**Short task 1**.
In the excerpt on escalating conflicts, can you restate the paragraph beginning "Simmering in the background" more briefly while keeping its main facts?
**Short task 2**.
Do these statements agree with the excerpt on escalating conflicts? Answer yes or no for each, quoting the words that decide it. (a) Israel and Iran had been striking each other's territory directly for many years. (b) Iran let the US know in advance that it would fire at the air base in Qatar. (c) Pete Hegseth made his remark about deterrence at the NATO summit.
**Short task 3**.
Carry on writing the excerpt on escalating conflicts from the point where it stops.

**Excerpted text**.
┏━━
Despite years of confrontation, Israel and Iran had not struck each other’s territory directly until last year, while successive US administrations have held back from similar steps.

As events in Ukraine have shown, conflict between major nations can become normalized at speed – whether that means “just” an exchange of drones and missiles, or a more existential battle.

More concerning still, such conflicts appear to have become more serious throughout the current decade, with plenty of room for further escalation.

This month, that included an audacious set of Ukrainian-organized drone strikes on long-range bomber bases deep inside Russian territory, destroying multiple aircraft which, as well as striking Ukraine, have also been responsible for carrying the Kremlin’s nuclear deterrent.

All of that is a far cry from the original Cold War, in which it was often assumed that any serious military clash – particularly involving nuclear forces or the nations that possessed them – might rapidly escalate beyond the point of no return. But it does bring with it new risks of escalation.

Simmering in the background, meanwhile, is the largest and most dangerous confrontation of them all - that between the US and China, with US officials saying Beijing has instructed its military to be prepared to move against Taiwan from 2027, potentially sparking a hugely wider conflict.

As US President Donald Trump headed to Europe this week for the annual NATO summit, just after bombing Iran, it was clear his administration hopes such a potent show of force might be enough to deter Beijing in particular from pushing its luck.

“American deterrence is back,” US Defense Secretary Pete Hegseth told a Pentagon press briefing the morning after the air strikes took place.

Iran’s initial response of drones and missiles fired at a US air base in Qatar – with forewarning to the US that the fusillade was coming – appeared deliberately moderate to avoid further escalation.
┗━━
**Extracted records**.
┏━━
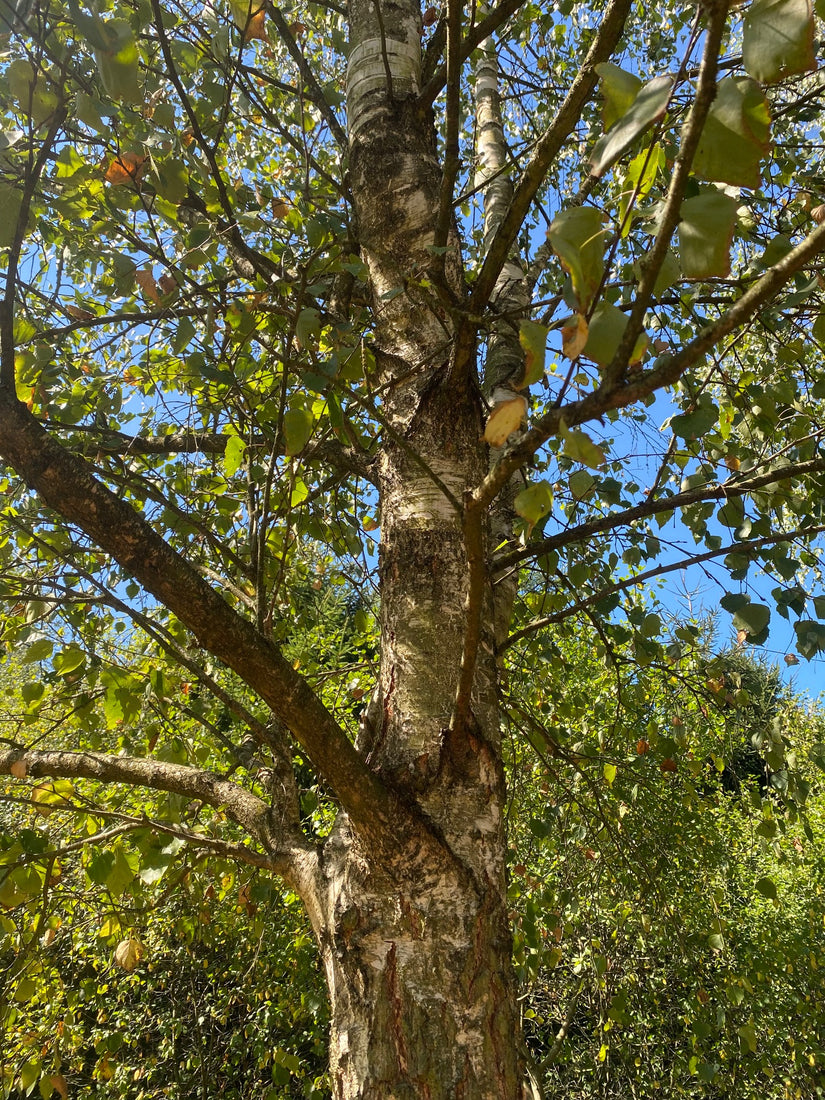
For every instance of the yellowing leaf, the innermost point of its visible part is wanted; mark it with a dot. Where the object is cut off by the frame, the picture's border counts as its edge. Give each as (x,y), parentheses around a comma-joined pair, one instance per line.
(736,134)
(532,338)
(574,337)
(128,954)
(146,282)
(127,168)
(233,454)
(505,418)
(251,18)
┗━━
**Task output 1**.
The biggest and most dangerous standoff, between the US and China, continues in the background. US officials say Beijing has told its military to be ready to move against Taiwan from 2027, which could trigger a much wider conflict.

**Task output 2**.
(a) No: "Israel and Iran had not struck each other’s territory directly until last year"
(b) Yes: "with forewarning to the US that the fusillade was coming"
(c) No: "told a Pentagon press briefing the morning after the air strikes took place"

**Task output 3**.
Addressing senators at their confirmation hearing on Tuesday, America’s next top commanders in Europe and the Middle East were unanimous in their comments that the US strikes against Iran would strengthen Washington's hand when it came to handling Moscow and Beijing.

Chinese media commentary was more mixed. Han Peng, head of state-run China Media Group's North American operations, said the US had shown weakness to the world by not wanting to get dragged into the Iran conflict due to its “strategic contraction”.

Other social media posts talked of how vulnerable Iran looked, with nationalist commentator Hu Xijn warning: "If one day we have to get involved in a war, we must be the best at it."

LONG ARM OF AMERICA

On that front, the spectacle of multiple US B-2 bombers battering Iran’s deepest-buried nuclear bunkers - having flown all the way from the US mainland apparently undetected - will not have gone unnoticed in Moscow or Beijing.

Nor will Trump’s not so subtle implications that unless Iran backed down, similar weapons might be used to kill its Supreme Leader Ali Khamenei or other senior figures, wherever they might hide.

None of America’s adversaries have the ability to strike without warning in that way against hardened, deepened targets, and the B-2 – now being replaced by the more advanced B-21 – has no foreign equal.

Both are designed to penetrate highly sophisticated air defenses, although how well they would perform against cutting-edge Russian or Chinese systems would only be revealed in an actual conflict.

China’s effort at building something similar, the H-2, has been trailed in Chinese media for years – and US officials say Beijing is striving hard to make it work.

Both China and Russia have fifth-generation fighters with some stealth abilities, but none have the range or carrying capacity to target the deepest Western leadership or weapons bunkers with conventional munitions.

As a result, any Chinese or Russian long-range strikes – whether conventional or nuclear – would have to be launched with missiles that could be detected in advance.

Even without launching such weapons, however, nuclear powers have their own tools to deliver threats.

An analysis of the India-Pakistan “four-day war” in May done by the Stimson Center suggested that as Indian strikes became more serious on the third day of the war, Pakistan might have taken similar, deliberately visible steps to ready its nuclear arsenal to grab US attention and help conclude the conflict.

Indian newspapers have reported that a desperate Pakistan did indeed put pressure on the US to encourage India to stop, as damage to its forces was becoming increasingly serious, and threatening the government.

Pakistan denies that – but one of its most senior officers was keen to stress that any repeat of India’s strikes would bring atomic risk.

"Nothing happened this time," said the chairman of the Pakistani joint chiefs, General Sahir Shamshad Mirza, also speaking to Reuters at the Shangri-La dialogue in Singapore. "But you can't rule out any strategic miscalculation at any time."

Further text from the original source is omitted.